> [Objective]: Return the listing below verbatim. Pictures do not belong in the copy.
================
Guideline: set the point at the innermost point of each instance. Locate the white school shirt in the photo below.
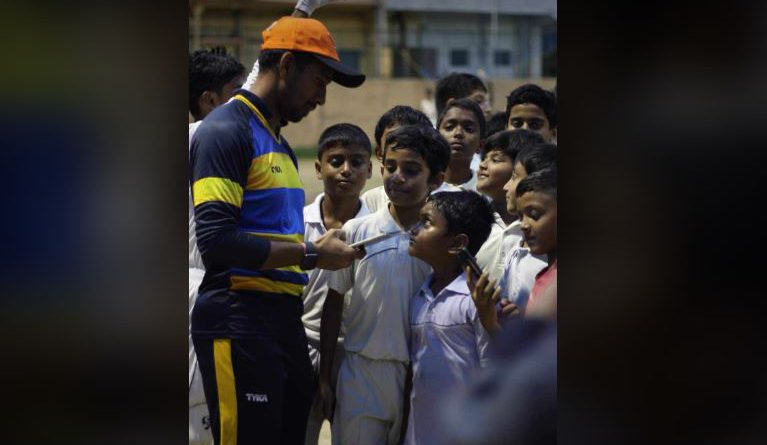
(448, 345)
(376, 198)
(376, 317)
(316, 289)
(491, 257)
(470, 185)
(519, 273)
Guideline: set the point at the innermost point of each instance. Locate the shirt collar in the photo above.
(255, 100)
(457, 286)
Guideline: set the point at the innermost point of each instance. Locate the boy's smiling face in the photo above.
(344, 170)
(429, 239)
(406, 177)
(461, 130)
(538, 213)
(531, 117)
(518, 173)
(494, 172)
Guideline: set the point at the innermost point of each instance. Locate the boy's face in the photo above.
(517, 174)
(531, 117)
(483, 100)
(344, 170)
(538, 213)
(406, 177)
(494, 172)
(429, 239)
(461, 129)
================
> [Answer in full]:
Guideline: set the point at the innermost point of each instance. Locate the white school shirt in the photo below.
(448, 345)
(376, 198)
(376, 317)
(316, 289)
(491, 257)
(470, 185)
(519, 273)
Guideline: set the point at the innermost point of each instance. Locate the shirt collar in the photo above.
(255, 100)
(457, 286)
Guideline: set the point at the innermost point of each instance. Locate the boy's smiling face in the photo above.
(344, 170)
(429, 239)
(406, 177)
(461, 130)
(538, 213)
(531, 117)
(518, 173)
(494, 172)
Guideline: set the point at the innermost point of each instance. Locate the boy's face in the photo above.
(517, 174)
(531, 117)
(483, 100)
(344, 170)
(538, 213)
(406, 177)
(494, 172)
(429, 239)
(461, 129)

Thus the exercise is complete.